** THE PROBLEM **
Copy out the lines below word for word, from the line containing "the hippo ear." down to the line containing "pixel 902 342", both included, and nothing else.

** GIVEN DATA **
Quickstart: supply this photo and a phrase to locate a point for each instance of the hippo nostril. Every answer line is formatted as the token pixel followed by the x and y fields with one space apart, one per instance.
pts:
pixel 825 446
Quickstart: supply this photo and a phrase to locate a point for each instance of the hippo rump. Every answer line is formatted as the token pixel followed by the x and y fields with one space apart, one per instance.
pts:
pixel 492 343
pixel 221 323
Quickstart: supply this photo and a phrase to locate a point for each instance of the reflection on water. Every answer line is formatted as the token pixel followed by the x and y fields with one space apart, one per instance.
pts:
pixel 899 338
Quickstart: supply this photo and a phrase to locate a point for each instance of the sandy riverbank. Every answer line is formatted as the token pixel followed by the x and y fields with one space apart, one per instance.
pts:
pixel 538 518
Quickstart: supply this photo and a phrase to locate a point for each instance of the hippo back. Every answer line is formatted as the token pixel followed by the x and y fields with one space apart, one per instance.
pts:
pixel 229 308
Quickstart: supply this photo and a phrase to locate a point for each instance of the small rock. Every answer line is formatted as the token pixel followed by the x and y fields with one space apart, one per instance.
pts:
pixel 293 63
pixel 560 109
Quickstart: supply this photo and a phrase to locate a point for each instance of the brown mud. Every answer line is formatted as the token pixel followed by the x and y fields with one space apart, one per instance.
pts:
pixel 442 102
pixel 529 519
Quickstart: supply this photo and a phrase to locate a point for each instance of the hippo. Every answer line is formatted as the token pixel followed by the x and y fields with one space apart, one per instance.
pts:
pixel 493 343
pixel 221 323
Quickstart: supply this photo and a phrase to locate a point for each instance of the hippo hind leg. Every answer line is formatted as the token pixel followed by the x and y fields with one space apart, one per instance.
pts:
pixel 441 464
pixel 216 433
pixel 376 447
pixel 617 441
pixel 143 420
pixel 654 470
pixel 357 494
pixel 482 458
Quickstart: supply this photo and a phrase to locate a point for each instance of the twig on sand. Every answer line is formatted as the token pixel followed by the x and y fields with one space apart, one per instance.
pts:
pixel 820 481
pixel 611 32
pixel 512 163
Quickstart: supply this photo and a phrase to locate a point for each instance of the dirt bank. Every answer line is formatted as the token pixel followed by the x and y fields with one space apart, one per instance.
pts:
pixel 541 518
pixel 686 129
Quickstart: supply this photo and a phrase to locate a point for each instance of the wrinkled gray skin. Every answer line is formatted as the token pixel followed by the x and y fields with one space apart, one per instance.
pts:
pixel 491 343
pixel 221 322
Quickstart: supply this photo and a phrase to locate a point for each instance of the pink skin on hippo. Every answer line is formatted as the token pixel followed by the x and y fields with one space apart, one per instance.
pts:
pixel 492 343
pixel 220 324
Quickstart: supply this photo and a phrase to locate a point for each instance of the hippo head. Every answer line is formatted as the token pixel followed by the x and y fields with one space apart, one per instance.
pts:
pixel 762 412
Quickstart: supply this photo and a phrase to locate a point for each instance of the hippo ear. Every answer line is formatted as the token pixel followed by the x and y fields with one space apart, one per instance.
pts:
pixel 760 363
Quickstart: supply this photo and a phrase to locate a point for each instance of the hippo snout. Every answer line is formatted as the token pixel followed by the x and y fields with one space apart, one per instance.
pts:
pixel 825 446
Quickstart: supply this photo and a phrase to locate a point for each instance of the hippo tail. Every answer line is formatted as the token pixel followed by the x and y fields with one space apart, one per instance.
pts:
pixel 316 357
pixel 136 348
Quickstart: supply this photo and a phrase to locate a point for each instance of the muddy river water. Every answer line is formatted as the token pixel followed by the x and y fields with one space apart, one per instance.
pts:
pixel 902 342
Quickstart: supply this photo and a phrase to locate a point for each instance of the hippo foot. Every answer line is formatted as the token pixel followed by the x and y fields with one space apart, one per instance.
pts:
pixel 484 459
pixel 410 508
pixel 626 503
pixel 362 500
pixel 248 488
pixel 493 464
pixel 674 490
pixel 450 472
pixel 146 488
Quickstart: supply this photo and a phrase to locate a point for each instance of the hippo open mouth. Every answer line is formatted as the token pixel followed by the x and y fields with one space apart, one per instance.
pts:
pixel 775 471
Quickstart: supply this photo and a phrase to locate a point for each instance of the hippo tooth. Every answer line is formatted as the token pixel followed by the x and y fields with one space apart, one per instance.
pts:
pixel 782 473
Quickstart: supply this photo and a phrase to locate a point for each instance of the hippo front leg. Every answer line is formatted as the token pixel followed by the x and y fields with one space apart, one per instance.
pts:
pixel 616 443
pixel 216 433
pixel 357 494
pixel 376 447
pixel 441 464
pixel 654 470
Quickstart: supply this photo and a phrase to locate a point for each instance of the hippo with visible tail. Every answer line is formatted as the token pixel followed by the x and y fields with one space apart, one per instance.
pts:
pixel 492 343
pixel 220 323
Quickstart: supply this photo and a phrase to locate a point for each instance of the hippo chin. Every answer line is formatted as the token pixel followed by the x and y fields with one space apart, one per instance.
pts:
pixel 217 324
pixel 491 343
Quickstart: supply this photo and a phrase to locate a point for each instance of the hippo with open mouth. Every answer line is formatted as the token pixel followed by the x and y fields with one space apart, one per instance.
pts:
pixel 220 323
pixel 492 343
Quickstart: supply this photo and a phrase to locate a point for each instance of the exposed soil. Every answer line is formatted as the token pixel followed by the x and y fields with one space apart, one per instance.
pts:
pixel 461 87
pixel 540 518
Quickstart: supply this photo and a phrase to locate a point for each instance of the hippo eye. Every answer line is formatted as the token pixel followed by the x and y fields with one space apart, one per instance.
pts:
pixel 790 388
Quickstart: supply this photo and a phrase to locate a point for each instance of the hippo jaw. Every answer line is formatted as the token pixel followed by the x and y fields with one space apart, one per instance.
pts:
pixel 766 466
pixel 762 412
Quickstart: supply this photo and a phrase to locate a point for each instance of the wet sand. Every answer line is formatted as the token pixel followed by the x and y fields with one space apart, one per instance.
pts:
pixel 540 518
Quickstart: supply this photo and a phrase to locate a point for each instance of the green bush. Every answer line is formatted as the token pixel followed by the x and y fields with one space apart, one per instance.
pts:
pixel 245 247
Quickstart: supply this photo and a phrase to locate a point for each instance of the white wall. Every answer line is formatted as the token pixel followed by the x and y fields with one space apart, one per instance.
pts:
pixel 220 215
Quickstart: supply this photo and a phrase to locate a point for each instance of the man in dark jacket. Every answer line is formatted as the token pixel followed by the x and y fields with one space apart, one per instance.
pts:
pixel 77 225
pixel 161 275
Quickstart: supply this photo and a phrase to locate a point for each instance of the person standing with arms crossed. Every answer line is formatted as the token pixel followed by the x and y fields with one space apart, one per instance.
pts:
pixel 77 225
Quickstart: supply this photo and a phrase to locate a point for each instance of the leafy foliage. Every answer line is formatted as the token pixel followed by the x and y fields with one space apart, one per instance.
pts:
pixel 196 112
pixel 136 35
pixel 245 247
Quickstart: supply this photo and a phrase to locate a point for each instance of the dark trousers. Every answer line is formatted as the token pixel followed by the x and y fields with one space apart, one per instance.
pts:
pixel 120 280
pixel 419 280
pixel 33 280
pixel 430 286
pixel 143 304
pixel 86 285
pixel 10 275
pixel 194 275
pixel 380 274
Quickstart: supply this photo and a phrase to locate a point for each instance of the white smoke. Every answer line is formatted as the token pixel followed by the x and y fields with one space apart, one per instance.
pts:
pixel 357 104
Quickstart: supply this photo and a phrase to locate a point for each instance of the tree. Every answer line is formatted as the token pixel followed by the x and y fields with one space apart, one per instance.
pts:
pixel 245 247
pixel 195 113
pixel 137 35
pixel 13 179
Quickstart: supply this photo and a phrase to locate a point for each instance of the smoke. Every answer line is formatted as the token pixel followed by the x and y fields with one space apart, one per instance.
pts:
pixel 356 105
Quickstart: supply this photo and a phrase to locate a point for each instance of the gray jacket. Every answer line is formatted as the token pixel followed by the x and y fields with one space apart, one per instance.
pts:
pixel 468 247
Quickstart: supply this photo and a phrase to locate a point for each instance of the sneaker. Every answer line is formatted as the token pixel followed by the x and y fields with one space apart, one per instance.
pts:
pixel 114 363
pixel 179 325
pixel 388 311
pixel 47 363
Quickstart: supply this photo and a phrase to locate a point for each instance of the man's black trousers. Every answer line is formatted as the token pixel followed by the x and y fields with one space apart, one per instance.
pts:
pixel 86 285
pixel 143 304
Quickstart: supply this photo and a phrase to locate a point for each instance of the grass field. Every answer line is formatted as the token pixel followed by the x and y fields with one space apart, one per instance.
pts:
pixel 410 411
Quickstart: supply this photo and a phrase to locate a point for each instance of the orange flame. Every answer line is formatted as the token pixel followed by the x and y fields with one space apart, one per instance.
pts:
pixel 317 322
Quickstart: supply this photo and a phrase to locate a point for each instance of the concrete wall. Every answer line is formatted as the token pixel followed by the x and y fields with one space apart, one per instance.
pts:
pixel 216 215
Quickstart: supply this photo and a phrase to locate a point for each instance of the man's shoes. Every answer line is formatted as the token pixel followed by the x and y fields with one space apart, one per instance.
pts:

** SOLUTION TO THE PROBLEM **
Quickstart: supply this photo and a phrase to locate a point for each instance of the hippo ear. Every answer line is formatted as the token pixel followed by the x and y fields with one space apart, one per instance.
pts:
pixel 760 363
Quickstart: supply this photo and a phrase to locate a point for each instance of the hippo snout. Every answer line is formatted as the token pixel followed by the x and y fields with one space apart, one per instance.
pts:
pixel 825 446
Quickstart: supply this photo and a phrase to locate a point for each instance of the hippo tail. Every answer line is formatted as the token pixel followed by the x and y fields with one space apart, one per instance.
pts:
pixel 316 357
pixel 136 348
Quickstart: supply this photo and a phrase to locate a point for each instance of the muddy river water. Every answer line is formatted as the token pixel followed by the x and y fields with one space apart, one per instance.
pts:
pixel 902 342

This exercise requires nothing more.